ASSIGNMENT:
Work through the entries that follow and state how many lines contain the word "wall". Only the number is wanted.

LISTED RECORDS:
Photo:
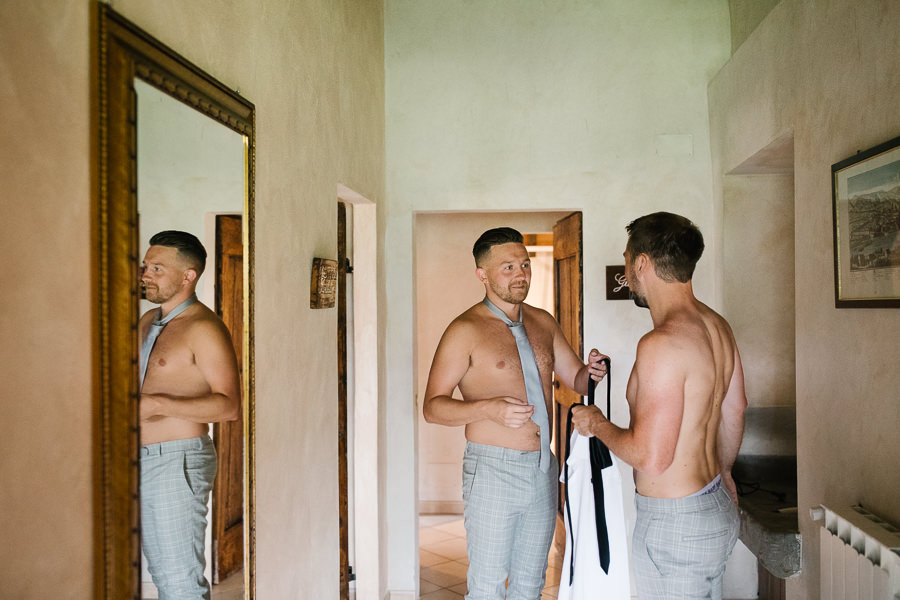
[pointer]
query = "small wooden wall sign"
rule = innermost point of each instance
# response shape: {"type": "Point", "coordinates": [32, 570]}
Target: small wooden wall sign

ANSWER BELOW:
2